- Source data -
____________________
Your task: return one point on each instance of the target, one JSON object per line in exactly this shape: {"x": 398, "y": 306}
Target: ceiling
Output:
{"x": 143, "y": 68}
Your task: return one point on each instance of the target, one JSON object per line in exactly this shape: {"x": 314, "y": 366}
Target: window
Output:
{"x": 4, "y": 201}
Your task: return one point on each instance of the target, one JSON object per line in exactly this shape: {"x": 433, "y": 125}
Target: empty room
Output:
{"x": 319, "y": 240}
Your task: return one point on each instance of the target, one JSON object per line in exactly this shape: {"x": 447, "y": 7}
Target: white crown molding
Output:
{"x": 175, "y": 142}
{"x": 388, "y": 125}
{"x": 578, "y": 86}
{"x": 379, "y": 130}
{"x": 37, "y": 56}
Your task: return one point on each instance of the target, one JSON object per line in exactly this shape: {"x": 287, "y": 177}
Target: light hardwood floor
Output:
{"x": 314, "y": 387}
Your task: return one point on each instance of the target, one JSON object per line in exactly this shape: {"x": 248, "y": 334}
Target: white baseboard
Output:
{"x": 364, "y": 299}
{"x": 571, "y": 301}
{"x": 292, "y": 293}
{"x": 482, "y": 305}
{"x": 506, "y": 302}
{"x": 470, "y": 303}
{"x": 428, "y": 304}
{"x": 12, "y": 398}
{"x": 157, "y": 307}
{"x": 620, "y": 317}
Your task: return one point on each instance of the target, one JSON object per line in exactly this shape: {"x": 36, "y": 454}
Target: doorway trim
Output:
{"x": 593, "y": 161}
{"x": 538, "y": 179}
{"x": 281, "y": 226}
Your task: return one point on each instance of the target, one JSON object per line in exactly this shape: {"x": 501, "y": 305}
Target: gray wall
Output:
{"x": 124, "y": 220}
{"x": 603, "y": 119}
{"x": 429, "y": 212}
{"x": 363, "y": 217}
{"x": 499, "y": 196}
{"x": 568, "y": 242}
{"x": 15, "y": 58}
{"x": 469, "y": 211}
____________________
- WHAT YOU WILL DO -
Please rewrite every one of the lines above as a Markdown table with two columns, Row and Line. Number each row and leave out any blank lines.

- REPLY TO THE EXERCISE -
| Row | Line |
|---|---|
| 1 | Your task: return one point on each instance of the target, one JSON object per line in exactly this shape: {"x": 398, "y": 306} |
| 2 | Target: ceiling |
| 3 | Output: |
| 4 | {"x": 143, "y": 68} |
| 5 | Your task: return one point on each instance of the target, one JSON object per line in exactly this shape: {"x": 314, "y": 366} |
| 6 | Target: window |
| 7 | Output: |
| 8 | {"x": 4, "y": 201} |
| 9 | Your task: return one point on each instance of the target, one JSON object per line in exactly this shape: {"x": 433, "y": 125} |
| 10 | Target: empty room |
| 11 | Output: |
| 12 | {"x": 319, "y": 240} |
| 13 | Your task: return one point on each instance of the target, one JSON object per line in exactly this shape: {"x": 447, "y": 7} |
| 14 | Target: white crown molding |
| 15 | Output: |
| 16 | {"x": 175, "y": 142} |
| 17 | {"x": 388, "y": 125} |
| 18 | {"x": 578, "y": 86} |
| 19 | {"x": 379, "y": 130} |
| 20 | {"x": 37, "y": 56} |
| 21 | Your task: return one point on each instance of the target, one JSON object per line in exactly this shape: {"x": 287, "y": 177} |
| 22 | Target: light hardwood floor |
| 23 | Output: |
| 24 | {"x": 314, "y": 387} |
| 25 | Your task: return one point on each instance of the target, one JSON object per line in exactly this shape: {"x": 248, "y": 334} |
| 26 | Target: white baseboard |
| 27 | Output: |
| 28 | {"x": 364, "y": 299} |
| 29 | {"x": 571, "y": 301} |
| 30 | {"x": 292, "y": 293} |
| 31 | {"x": 482, "y": 305} |
| 32 | {"x": 506, "y": 302} |
| 33 | {"x": 470, "y": 303} |
| 34 | {"x": 428, "y": 304} |
| 35 | {"x": 12, "y": 398} |
| 36 | {"x": 157, "y": 307} |
| 37 | {"x": 620, "y": 317} |
| 38 | Your task: return one point on each instance of the target, one JSON object per line in exactly this shape: {"x": 36, "y": 454} |
| 39 | Target: doorway trim |
| 40 | Output: |
| 41 | {"x": 593, "y": 161} |
| 42 | {"x": 538, "y": 179} |
| 43 | {"x": 281, "y": 226} |
| 44 | Your task: return one point on each instance of the target, one JSON object per line in exactly this shape: {"x": 501, "y": 305} |
| 45 | Target: gray wall |
| 46 | Output: |
| 47 | {"x": 124, "y": 220} |
| 48 | {"x": 603, "y": 119} |
| 49 | {"x": 429, "y": 212} |
| 50 | {"x": 363, "y": 217} |
| 51 | {"x": 499, "y": 196} |
| 52 | {"x": 568, "y": 242} |
| 53 | {"x": 15, "y": 58} |
| 54 | {"x": 469, "y": 211} |